Set task >> Please output everything from the line containing "of the eyebrow" down through the line containing "x=102, y=334" as a JSON list of strings, one string per line, leaving out any blank lines.

-- BEGIN Records to use --

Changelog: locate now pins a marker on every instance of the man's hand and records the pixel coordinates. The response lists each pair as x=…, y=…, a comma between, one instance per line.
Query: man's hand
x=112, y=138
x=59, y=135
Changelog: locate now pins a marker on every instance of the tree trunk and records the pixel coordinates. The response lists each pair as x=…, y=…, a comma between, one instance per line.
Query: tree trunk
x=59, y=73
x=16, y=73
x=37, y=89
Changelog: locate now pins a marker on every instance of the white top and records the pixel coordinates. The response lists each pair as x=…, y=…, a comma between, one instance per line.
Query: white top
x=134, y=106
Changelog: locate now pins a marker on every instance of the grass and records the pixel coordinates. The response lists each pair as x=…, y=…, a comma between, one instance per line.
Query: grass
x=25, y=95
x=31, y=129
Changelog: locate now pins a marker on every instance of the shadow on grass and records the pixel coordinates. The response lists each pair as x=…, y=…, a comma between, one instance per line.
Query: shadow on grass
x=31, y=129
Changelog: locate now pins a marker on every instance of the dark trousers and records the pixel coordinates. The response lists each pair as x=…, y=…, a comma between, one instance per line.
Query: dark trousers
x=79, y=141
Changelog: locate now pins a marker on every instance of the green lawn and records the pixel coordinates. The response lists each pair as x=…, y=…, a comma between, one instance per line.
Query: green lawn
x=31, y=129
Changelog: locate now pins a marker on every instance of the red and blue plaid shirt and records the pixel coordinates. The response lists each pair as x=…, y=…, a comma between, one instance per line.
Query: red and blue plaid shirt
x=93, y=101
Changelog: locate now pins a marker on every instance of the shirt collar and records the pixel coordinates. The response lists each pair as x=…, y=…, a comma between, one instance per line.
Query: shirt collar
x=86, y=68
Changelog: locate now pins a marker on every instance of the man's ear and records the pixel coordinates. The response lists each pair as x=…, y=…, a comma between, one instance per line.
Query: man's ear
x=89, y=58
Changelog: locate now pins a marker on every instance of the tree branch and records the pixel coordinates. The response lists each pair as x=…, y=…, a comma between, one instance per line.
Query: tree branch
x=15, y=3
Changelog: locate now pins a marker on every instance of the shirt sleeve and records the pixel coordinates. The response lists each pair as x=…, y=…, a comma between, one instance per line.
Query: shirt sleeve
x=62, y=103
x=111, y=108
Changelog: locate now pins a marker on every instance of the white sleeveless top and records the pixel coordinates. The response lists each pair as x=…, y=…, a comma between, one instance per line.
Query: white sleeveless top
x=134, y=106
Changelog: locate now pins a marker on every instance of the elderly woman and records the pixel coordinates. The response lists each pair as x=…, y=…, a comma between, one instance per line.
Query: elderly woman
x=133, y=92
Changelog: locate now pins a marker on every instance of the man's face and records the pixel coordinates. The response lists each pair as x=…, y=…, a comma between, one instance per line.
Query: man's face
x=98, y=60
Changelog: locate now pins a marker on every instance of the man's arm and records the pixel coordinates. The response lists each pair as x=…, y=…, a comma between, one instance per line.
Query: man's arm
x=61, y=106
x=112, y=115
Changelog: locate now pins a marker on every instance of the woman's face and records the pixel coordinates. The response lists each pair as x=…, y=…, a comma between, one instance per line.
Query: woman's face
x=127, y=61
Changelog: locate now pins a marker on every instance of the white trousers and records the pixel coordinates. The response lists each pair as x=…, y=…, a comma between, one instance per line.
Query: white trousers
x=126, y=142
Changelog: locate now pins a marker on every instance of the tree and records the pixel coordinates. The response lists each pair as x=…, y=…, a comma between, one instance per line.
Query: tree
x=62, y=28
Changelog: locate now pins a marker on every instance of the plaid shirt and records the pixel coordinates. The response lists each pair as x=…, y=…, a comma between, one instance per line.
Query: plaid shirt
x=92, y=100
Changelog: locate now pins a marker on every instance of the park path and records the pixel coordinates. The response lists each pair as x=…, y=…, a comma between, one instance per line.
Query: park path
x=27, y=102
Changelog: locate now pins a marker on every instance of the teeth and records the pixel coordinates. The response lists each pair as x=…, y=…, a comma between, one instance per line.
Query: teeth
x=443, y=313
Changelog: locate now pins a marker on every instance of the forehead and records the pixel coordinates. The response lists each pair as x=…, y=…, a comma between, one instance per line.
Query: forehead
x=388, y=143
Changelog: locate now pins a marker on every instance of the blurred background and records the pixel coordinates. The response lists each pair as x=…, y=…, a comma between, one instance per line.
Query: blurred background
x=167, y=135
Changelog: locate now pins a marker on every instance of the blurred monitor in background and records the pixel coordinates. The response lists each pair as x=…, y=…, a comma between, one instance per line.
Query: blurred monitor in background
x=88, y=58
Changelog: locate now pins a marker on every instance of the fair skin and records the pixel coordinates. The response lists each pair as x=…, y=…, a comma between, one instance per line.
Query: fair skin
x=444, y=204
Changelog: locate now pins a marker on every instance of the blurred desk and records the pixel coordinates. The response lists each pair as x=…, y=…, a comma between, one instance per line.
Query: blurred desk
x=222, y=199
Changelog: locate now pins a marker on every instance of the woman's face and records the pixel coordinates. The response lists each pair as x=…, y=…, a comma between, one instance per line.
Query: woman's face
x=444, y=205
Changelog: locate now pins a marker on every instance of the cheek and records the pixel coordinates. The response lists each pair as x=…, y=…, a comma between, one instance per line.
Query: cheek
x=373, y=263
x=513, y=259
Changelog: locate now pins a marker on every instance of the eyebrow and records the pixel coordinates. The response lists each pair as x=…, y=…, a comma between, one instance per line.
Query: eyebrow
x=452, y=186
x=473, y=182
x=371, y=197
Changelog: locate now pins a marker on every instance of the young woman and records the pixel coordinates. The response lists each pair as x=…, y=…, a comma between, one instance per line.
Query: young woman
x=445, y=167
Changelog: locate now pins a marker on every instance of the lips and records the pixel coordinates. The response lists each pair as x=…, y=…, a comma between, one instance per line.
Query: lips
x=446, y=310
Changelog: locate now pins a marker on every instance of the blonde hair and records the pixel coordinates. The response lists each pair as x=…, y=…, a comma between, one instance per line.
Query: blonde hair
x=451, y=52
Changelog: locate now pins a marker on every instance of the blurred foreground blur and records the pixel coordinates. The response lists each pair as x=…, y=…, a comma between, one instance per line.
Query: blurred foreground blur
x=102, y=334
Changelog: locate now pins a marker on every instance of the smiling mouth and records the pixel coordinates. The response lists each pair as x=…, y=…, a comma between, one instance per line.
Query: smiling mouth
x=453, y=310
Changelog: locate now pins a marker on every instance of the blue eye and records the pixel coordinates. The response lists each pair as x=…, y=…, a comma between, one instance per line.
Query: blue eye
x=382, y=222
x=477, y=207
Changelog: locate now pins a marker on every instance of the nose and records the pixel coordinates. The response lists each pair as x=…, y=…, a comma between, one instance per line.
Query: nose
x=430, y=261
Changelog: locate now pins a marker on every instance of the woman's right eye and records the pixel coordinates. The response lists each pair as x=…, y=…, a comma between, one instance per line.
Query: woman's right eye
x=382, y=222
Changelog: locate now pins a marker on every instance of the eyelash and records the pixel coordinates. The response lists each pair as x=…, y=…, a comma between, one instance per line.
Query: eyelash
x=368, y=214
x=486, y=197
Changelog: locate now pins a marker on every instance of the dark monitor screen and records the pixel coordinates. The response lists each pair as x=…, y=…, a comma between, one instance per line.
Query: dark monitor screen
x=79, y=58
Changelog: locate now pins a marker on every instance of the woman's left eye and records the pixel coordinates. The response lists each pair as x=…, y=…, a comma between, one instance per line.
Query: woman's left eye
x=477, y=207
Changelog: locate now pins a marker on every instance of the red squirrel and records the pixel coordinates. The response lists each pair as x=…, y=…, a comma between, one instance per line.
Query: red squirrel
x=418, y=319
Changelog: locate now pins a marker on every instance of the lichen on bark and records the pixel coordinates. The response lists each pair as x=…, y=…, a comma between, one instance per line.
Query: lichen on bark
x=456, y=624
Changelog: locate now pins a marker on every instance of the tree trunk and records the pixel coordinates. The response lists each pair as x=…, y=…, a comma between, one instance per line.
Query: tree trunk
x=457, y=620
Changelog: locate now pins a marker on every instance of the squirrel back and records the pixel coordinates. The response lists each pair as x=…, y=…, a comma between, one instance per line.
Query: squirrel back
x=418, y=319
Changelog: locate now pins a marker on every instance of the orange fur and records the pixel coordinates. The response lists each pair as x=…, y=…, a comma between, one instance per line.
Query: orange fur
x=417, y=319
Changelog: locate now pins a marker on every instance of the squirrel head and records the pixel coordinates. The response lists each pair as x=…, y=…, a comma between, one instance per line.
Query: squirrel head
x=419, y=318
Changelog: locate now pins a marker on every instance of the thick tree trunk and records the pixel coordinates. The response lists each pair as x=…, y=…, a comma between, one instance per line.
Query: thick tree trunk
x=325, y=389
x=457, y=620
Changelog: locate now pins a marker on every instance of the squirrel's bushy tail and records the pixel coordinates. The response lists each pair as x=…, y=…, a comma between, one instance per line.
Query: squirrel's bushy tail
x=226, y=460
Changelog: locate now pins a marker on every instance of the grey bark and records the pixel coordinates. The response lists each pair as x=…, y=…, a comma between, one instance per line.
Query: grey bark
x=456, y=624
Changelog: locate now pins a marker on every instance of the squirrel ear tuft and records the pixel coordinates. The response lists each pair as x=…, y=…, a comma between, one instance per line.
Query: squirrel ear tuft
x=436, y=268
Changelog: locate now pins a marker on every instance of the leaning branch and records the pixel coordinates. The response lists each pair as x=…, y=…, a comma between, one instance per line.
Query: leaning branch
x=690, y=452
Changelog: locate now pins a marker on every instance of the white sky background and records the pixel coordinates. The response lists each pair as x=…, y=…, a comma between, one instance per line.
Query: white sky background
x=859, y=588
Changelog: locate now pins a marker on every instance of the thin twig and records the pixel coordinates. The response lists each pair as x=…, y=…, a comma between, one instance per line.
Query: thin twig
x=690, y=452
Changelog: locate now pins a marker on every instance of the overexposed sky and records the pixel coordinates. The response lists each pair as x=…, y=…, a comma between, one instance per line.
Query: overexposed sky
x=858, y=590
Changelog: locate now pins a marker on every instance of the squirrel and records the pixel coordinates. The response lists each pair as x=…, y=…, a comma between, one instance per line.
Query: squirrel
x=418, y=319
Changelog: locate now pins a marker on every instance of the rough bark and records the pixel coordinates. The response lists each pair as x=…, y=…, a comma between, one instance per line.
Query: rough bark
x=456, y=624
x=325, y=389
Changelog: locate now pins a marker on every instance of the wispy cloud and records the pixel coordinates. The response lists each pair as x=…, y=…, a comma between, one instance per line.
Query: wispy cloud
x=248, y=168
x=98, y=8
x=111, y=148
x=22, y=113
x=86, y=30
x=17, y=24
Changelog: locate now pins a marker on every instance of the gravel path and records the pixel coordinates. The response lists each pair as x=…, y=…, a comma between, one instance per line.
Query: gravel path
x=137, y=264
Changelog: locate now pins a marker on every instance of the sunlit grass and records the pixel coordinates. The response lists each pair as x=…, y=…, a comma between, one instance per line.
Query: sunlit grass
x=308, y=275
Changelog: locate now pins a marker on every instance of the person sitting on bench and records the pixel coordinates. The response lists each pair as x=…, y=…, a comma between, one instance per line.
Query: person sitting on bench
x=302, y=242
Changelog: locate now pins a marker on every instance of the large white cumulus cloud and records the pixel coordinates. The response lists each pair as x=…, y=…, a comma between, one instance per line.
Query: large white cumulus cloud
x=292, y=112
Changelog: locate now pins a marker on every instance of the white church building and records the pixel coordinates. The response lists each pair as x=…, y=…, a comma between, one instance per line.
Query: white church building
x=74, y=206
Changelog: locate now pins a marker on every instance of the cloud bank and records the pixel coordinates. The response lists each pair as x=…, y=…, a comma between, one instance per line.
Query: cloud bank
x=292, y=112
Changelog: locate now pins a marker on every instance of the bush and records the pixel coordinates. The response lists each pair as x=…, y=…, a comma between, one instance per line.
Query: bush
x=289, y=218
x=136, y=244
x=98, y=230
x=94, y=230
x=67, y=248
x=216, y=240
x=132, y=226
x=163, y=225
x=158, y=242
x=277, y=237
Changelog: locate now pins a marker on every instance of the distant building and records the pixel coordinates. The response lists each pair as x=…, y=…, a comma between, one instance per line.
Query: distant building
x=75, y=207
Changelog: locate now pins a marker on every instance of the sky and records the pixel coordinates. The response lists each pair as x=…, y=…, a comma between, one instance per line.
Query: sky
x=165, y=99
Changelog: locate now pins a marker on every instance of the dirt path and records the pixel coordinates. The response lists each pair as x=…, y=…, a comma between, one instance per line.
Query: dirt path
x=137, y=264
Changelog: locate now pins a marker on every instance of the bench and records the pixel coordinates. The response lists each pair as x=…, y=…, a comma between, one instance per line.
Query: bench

-- END Records to use --

Output below >>
[
  "Changelog: locate now pins a marker on every instance of the eyebrow and records the pixel coordinates. The response lists each pair as x=…, y=…, a comma between, one instance per line.",
  "Query: eyebrow",
  "x=452, y=186",
  "x=473, y=182",
  "x=371, y=197",
  "Changelog: locate now pins a marker on every instance of the young woman and records the pixel coordinates. The response lists each pair as x=…, y=…, a comma between, one instance per line.",
  "Query: young woman",
  "x=445, y=167",
  "Changelog: locate now pins a marker on every instance of the lips and records the pixel coordinates. The response lists each pair as x=…, y=…, a comma between, one instance per line.",
  "Query: lips",
  "x=446, y=310",
  "Changelog: locate now pins a marker on every instance of the blonde hair and records the pixel coordinates. The response lists each pair as x=…, y=…, a comma between, one instance per line.",
  "Query: blonde hair",
  "x=451, y=52",
  "Changelog: locate now pins a marker on every instance of the blurred foreground blur and records the pixel coordinates. The response lists each pair as x=…, y=…, a comma between, one instance per line.",
  "Query: blurred foreground blur",
  "x=102, y=334"
]